---------- Document ----------

ISUP 2010
HA HU9B Investment Analysis
Retake and makeup examination assignment
Dr. Paul Eberle
1.
Cisco is selling at $45 a share.
You would like to buy 200 shares for $42 a share
using 60% margin.
Cisco pays no dividends and the interest rate on a margin loan is 6%.
a)
What type of order would you use to buy Cisco at $42?
b)
Assuming your order gets executed for $42, how much money would you have to
put up?
c)
Why would a broker require you to post 60% initial margin when the legal
minimum is currently only 50%?
d)
What type of order would place after buying Cisco for $42 to sell it at $35?
e)
If Cisco does fall to $35 after one year and your order is executed, what was your
return on equity?
2.
Barnes and Noble is selling for $55 a share.
You think it is going to fall to $30 a
share.
a)
What would you do to profit from your expectations and how much would you
make?

---------- Provided records ----------

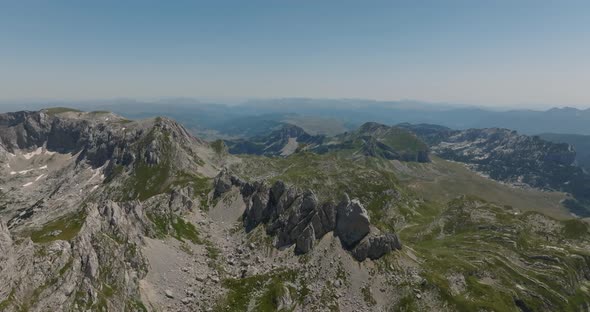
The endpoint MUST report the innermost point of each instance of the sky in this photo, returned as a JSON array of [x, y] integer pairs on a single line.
[[492, 53]]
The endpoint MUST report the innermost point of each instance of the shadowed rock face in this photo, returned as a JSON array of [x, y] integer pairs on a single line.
[[296, 217], [352, 222]]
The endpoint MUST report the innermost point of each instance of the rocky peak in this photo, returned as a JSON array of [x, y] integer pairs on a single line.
[[296, 217]]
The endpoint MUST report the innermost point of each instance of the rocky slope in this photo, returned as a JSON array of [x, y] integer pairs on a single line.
[[100, 213], [297, 218], [281, 142]]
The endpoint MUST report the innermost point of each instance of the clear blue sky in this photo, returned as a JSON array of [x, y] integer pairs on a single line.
[[474, 52]]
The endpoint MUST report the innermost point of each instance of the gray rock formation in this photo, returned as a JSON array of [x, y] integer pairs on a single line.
[[297, 218], [375, 247], [352, 222]]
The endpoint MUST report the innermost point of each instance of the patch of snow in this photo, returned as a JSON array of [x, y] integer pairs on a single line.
[[30, 155]]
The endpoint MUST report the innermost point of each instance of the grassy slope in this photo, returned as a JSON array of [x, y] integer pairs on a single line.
[[502, 256], [441, 181]]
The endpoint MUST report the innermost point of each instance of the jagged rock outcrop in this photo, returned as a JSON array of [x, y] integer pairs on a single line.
[[297, 218], [352, 222], [375, 247]]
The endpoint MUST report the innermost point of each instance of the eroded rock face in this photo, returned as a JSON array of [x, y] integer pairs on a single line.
[[375, 247], [297, 217], [352, 222]]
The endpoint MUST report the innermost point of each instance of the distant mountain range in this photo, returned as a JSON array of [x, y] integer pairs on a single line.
[[257, 116]]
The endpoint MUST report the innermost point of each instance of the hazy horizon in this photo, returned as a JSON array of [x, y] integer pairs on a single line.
[[530, 54]]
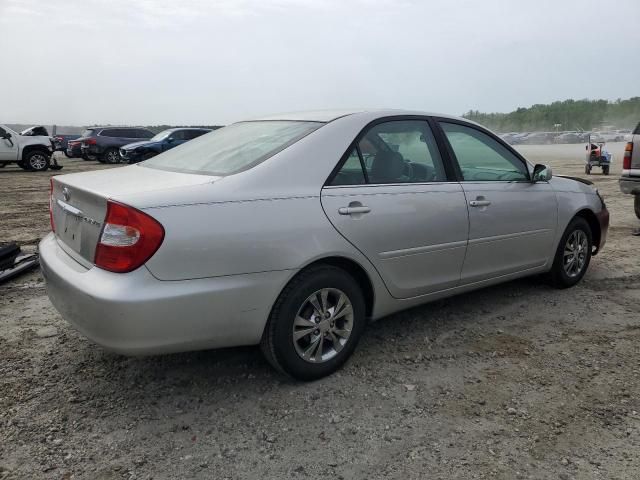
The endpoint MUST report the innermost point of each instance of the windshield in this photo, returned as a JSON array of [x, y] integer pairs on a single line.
[[160, 136], [234, 148]]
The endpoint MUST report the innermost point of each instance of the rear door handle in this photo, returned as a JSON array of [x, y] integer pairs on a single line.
[[353, 210]]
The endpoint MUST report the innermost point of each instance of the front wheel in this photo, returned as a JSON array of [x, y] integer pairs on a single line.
[[573, 254], [37, 161], [315, 324]]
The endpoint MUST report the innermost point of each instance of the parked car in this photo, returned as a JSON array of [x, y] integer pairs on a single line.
[[61, 142], [161, 142], [103, 143], [74, 148], [30, 152], [630, 178], [291, 231], [568, 137]]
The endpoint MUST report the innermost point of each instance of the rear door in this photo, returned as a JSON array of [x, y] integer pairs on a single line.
[[392, 197], [512, 221]]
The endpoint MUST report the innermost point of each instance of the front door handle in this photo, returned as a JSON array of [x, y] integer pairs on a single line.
[[353, 210]]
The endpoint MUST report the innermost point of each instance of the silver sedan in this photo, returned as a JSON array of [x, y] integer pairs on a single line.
[[293, 231]]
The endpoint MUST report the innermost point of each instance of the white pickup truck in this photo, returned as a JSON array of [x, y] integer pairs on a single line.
[[31, 152]]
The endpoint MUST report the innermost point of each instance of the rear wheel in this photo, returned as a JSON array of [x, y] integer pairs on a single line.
[[37, 160], [573, 254], [111, 155], [315, 324]]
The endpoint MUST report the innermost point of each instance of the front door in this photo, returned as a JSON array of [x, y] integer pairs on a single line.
[[512, 221], [393, 200]]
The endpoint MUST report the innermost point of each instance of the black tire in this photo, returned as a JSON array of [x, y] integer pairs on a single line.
[[37, 160], [558, 275], [111, 155], [277, 342]]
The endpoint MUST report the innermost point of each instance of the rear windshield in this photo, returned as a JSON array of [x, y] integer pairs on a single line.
[[232, 149]]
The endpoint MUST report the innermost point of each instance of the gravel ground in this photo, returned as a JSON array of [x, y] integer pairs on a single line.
[[514, 381]]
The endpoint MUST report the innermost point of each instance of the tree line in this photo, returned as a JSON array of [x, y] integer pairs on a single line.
[[571, 114]]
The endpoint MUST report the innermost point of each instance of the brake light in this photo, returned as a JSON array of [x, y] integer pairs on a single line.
[[128, 239], [628, 151], [53, 225]]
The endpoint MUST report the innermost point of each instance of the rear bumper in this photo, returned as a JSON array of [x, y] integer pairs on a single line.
[[135, 313], [630, 185]]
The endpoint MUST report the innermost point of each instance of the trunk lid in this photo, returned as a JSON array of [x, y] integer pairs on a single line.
[[79, 202]]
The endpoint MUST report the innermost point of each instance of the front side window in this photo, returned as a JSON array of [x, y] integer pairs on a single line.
[[401, 151], [482, 158], [233, 149]]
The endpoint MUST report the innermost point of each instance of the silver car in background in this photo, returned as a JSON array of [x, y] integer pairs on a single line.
[[292, 231]]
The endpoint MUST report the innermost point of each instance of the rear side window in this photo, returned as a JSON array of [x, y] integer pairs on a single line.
[[141, 133], [233, 149], [482, 158], [400, 151]]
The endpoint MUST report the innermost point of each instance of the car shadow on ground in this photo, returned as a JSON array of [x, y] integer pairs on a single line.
[[243, 369]]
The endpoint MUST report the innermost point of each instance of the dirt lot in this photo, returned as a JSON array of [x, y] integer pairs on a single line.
[[515, 381]]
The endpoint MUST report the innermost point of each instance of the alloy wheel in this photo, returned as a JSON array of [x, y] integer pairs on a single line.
[[323, 325], [575, 253]]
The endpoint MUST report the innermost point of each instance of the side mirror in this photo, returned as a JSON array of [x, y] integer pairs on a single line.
[[541, 173]]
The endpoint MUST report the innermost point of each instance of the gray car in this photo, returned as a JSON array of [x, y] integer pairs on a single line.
[[293, 231]]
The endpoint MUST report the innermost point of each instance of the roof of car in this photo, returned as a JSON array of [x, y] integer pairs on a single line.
[[330, 115]]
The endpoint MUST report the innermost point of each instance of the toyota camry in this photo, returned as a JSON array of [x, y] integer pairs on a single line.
[[293, 231]]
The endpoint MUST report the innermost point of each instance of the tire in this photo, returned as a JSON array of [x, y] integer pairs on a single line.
[[576, 243], [111, 155], [293, 311], [37, 160]]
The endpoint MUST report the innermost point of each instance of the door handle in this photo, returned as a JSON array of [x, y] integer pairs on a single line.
[[353, 210], [479, 203]]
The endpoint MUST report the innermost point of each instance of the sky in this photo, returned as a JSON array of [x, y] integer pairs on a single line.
[[190, 62]]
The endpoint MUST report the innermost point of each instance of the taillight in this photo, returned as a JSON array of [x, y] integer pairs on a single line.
[[128, 239], [53, 225], [628, 151]]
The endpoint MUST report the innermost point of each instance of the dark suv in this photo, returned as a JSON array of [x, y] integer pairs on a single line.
[[104, 143]]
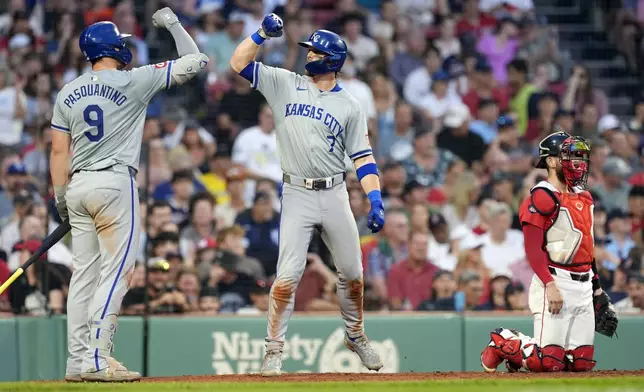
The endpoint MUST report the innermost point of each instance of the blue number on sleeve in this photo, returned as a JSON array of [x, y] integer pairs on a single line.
[[98, 122]]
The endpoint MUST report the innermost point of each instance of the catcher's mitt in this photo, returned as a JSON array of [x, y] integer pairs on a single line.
[[605, 317]]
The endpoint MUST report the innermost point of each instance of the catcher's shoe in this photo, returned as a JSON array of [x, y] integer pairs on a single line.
[[114, 372], [367, 354], [272, 365], [73, 377], [494, 352]]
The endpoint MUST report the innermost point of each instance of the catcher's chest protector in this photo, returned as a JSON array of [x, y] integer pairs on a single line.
[[569, 238]]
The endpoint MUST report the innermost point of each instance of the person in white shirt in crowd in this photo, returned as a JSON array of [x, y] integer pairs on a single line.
[[13, 103], [361, 47], [634, 303], [359, 89], [174, 122], [447, 42], [435, 104], [502, 246], [419, 81], [256, 150]]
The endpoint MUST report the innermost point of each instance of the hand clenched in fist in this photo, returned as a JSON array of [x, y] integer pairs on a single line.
[[164, 18]]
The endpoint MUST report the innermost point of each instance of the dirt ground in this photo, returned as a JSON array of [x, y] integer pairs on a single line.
[[348, 377]]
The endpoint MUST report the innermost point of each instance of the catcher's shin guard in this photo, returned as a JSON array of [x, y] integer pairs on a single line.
[[551, 358], [504, 345], [581, 359]]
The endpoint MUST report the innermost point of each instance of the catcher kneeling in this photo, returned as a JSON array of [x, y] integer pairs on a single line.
[[566, 300]]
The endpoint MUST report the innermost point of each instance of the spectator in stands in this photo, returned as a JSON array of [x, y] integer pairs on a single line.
[[443, 290], [587, 126], [397, 145], [634, 303], [483, 86], [10, 233], [233, 239], [419, 81], [165, 243], [497, 289], [201, 225], [581, 91], [255, 150], [459, 210], [188, 285], [515, 297], [504, 37], [392, 248], [361, 47], [359, 89], [613, 192], [619, 241], [434, 105], [542, 125], [485, 124], [159, 168], [470, 261], [473, 21], [523, 95], [471, 285], [502, 246], [441, 250], [239, 107], [411, 58], [261, 225], [222, 44], [409, 282], [457, 137], [259, 294], [315, 293]]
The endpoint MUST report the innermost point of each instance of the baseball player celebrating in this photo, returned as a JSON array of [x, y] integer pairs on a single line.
[[317, 123], [566, 300], [101, 114]]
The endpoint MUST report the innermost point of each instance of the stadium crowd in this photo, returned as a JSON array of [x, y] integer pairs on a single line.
[[458, 94]]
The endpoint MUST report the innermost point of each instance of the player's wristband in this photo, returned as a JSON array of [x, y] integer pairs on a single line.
[[366, 169], [375, 196], [257, 38]]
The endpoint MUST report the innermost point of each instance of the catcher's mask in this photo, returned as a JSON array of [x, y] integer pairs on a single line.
[[574, 156]]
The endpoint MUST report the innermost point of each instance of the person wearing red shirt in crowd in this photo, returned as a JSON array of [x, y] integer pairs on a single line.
[[557, 226], [409, 282], [473, 21], [484, 86]]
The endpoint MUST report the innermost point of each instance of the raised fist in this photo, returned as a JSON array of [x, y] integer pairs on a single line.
[[272, 26], [164, 18]]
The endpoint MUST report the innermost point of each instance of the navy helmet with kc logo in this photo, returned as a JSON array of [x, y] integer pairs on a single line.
[[332, 45]]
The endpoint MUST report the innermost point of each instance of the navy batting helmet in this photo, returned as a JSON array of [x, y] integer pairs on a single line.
[[332, 45], [103, 39]]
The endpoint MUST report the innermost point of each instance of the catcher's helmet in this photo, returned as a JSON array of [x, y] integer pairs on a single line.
[[550, 147], [103, 39], [330, 43]]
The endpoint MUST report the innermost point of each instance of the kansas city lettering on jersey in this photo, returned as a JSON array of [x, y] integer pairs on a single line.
[[307, 110], [95, 90]]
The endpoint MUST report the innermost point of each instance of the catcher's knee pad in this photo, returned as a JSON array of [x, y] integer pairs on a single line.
[[581, 359], [550, 358]]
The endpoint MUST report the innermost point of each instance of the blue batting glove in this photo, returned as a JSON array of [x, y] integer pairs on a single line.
[[272, 26], [376, 217]]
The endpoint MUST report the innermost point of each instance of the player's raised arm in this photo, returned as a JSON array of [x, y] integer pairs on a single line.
[[359, 150], [59, 159], [244, 54]]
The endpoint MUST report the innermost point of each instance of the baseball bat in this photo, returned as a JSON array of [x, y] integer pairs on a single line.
[[47, 243]]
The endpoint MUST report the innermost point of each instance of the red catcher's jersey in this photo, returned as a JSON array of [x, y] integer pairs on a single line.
[[568, 239]]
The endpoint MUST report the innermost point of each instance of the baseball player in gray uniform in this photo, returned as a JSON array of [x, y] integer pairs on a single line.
[[317, 123], [100, 117]]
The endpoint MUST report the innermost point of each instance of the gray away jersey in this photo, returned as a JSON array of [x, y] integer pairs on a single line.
[[104, 112], [314, 129]]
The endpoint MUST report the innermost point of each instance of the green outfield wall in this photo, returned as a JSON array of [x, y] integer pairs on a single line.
[[35, 348]]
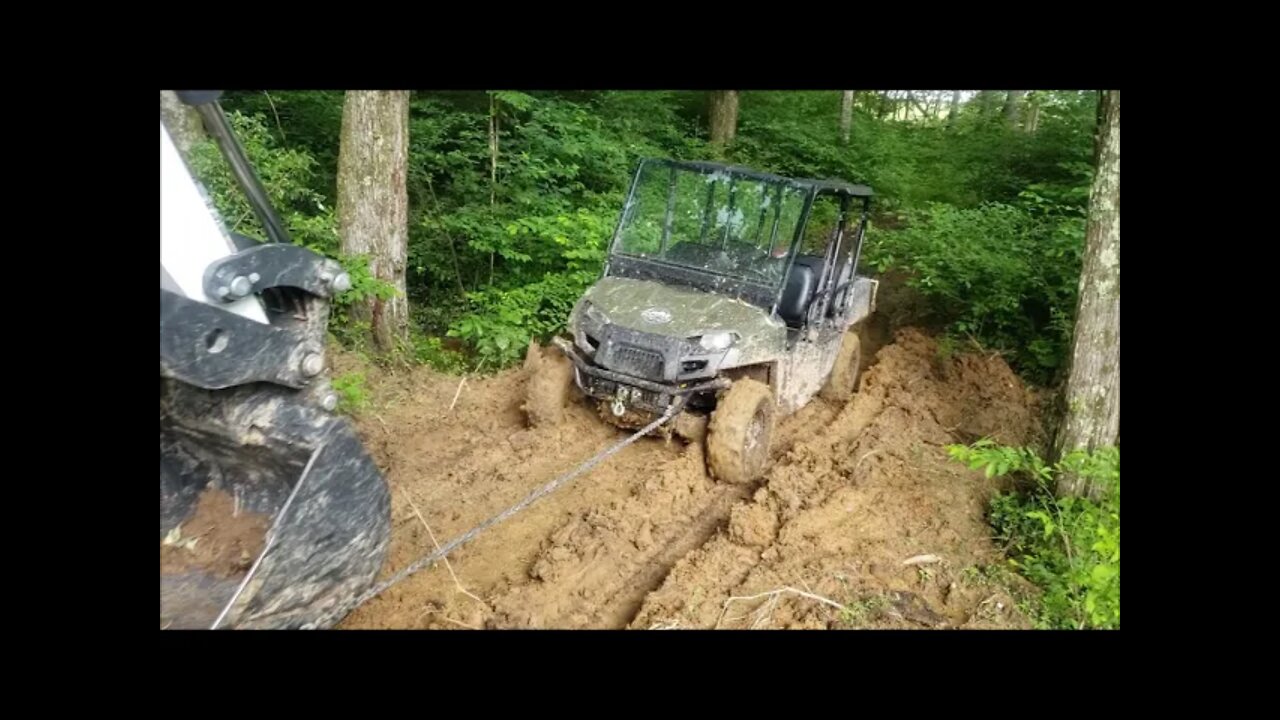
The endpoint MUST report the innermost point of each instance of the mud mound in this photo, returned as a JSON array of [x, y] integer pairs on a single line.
[[218, 538], [859, 499], [647, 540]]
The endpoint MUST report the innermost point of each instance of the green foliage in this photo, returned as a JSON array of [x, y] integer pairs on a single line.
[[286, 174], [352, 396], [1068, 546], [1005, 274], [430, 351], [987, 219]]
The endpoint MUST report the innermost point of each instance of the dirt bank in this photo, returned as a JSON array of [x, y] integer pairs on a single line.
[[649, 541]]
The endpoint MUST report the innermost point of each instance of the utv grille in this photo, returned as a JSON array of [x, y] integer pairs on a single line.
[[638, 361]]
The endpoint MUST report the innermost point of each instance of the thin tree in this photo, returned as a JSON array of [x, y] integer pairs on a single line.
[[373, 203], [955, 109], [846, 114], [181, 121], [723, 115], [1092, 418], [1011, 105]]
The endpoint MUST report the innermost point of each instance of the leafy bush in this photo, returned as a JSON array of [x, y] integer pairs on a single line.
[[1001, 273], [1068, 546], [992, 215], [352, 396]]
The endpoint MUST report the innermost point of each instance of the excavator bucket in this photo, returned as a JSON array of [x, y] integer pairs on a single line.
[[272, 513]]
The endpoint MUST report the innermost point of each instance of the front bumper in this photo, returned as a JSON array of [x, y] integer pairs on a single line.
[[629, 391]]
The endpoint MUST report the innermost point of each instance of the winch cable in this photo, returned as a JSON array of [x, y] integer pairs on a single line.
[[428, 560]]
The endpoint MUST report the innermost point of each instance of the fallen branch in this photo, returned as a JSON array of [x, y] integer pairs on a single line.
[[447, 564], [464, 381], [922, 560], [773, 600]]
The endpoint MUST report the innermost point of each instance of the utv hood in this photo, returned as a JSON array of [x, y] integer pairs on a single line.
[[673, 311]]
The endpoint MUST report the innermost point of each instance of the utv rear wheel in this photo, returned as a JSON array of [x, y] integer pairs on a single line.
[[740, 431], [842, 381], [551, 377]]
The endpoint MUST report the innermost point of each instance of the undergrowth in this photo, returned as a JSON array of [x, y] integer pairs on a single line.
[[1066, 546]]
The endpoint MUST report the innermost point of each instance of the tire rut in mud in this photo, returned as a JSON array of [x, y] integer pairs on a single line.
[[648, 540]]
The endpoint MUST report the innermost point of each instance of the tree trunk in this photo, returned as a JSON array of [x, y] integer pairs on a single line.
[[1011, 101], [846, 114], [181, 121], [987, 103], [373, 201], [723, 117], [955, 109], [1033, 114], [1092, 417]]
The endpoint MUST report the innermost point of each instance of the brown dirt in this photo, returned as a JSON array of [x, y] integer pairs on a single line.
[[225, 542], [647, 540]]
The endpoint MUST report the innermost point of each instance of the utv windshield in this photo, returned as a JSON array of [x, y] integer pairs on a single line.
[[722, 224]]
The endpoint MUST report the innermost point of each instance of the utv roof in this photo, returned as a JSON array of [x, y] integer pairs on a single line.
[[832, 186]]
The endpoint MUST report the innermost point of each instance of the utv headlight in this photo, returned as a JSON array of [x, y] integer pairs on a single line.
[[716, 341]]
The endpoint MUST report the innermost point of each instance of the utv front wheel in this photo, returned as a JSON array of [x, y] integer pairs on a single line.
[[549, 378], [739, 433], [842, 381]]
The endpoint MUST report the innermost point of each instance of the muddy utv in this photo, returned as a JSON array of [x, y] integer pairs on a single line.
[[730, 291]]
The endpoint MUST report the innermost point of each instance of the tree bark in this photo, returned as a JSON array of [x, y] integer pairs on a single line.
[[846, 114], [723, 115], [1092, 417], [181, 121], [955, 109], [1011, 105], [988, 101], [373, 201]]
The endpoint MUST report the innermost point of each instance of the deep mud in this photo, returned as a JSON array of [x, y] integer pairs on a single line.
[[218, 538], [647, 540]]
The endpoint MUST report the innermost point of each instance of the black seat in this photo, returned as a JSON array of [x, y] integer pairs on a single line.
[[801, 286]]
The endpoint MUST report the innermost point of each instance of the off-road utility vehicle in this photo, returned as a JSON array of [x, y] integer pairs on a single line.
[[725, 288]]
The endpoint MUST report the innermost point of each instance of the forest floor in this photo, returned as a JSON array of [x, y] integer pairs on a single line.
[[862, 520]]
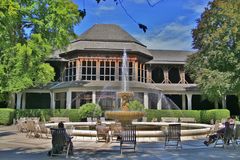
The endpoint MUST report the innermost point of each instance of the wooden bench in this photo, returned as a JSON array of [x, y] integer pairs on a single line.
[[187, 120], [59, 119], [169, 119]]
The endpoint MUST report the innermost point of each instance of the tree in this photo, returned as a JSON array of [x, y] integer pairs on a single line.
[[29, 32], [216, 65]]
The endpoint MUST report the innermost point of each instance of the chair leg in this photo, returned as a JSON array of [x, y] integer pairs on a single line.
[[68, 147]]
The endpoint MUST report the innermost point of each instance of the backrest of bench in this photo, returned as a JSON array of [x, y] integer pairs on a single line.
[[169, 119], [129, 134], [59, 119], [187, 119]]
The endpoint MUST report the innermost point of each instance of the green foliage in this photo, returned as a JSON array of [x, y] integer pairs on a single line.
[[29, 32], [135, 106], [216, 65], [202, 116], [6, 116], [45, 114], [89, 110], [215, 114], [152, 113]]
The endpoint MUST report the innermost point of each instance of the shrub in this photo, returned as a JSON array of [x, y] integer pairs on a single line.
[[135, 106], [45, 114], [153, 113], [89, 110], [6, 116], [215, 114]]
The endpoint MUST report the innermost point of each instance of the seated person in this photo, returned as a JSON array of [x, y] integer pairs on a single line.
[[67, 137], [220, 132], [231, 121], [102, 130]]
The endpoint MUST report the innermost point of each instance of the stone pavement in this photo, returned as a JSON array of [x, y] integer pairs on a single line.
[[16, 146]]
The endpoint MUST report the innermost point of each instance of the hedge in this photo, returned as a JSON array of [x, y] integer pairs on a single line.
[[153, 113], [215, 114], [202, 116], [45, 114], [6, 116]]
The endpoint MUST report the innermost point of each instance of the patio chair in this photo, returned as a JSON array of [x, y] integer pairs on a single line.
[[31, 129], [128, 136], [237, 134], [102, 119], [89, 119], [213, 129], [43, 130], [115, 131], [102, 133], [226, 138], [59, 143], [172, 135], [144, 119]]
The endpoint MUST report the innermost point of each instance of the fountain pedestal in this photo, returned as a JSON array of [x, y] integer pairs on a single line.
[[124, 116]]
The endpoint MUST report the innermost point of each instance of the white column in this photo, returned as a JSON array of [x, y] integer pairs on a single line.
[[52, 95], [189, 97], [69, 100], [224, 102], [145, 100], [159, 104], [94, 97], [183, 102], [24, 101], [19, 98]]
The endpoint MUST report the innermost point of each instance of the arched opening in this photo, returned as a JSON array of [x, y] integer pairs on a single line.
[[157, 75], [174, 76]]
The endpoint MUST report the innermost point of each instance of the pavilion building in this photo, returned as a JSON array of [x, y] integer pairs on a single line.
[[89, 70]]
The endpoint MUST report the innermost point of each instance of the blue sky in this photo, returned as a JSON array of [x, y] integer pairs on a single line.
[[169, 22]]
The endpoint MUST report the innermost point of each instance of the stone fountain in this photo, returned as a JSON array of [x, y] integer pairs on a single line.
[[124, 115]]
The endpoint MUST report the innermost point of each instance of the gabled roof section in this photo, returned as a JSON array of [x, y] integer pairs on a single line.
[[169, 56], [108, 38], [107, 33]]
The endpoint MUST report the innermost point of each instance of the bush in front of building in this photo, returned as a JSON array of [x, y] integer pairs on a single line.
[[6, 116], [45, 114], [153, 113], [201, 116], [89, 110], [135, 106], [71, 113]]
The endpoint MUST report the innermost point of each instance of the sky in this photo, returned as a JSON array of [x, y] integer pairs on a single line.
[[169, 22]]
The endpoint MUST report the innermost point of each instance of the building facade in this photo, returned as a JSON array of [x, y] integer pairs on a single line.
[[89, 70]]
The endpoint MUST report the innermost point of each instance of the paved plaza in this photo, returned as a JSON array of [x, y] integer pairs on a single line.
[[16, 146]]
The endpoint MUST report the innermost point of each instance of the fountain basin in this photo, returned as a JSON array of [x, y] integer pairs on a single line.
[[124, 115]]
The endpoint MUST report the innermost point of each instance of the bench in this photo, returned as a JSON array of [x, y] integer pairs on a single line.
[[59, 119], [128, 136], [187, 120], [169, 119]]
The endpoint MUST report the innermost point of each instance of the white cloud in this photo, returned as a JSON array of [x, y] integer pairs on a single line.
[[144, 1], [196, 6], [106, 8], [173, 36]]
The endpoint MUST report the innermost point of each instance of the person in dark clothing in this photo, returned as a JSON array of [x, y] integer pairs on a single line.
[[67, 138], [212, 138]]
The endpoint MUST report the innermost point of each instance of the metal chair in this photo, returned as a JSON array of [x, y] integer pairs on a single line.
[[102, 133], [173, 135], [226, 138], [59, 143], [128, 136]]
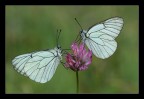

----------

Transcribe everything in the investment analysis assignment above, from "Assuming your order" down to "for $55 a share.".

Assuming your order gets executed for $42, how much money would you have to
put up?
c)
Why would a broker require you to post 60% initial margin when the legal
minimum is currently only 50%?
d)
What type of order would place after buying Cisco for $42 to sell it at $35?
e)
If Cisco does fall to $35 after one year and your order is executed, what was your
return on equity?
2.
Barnes and Noble is selling for $55 a share.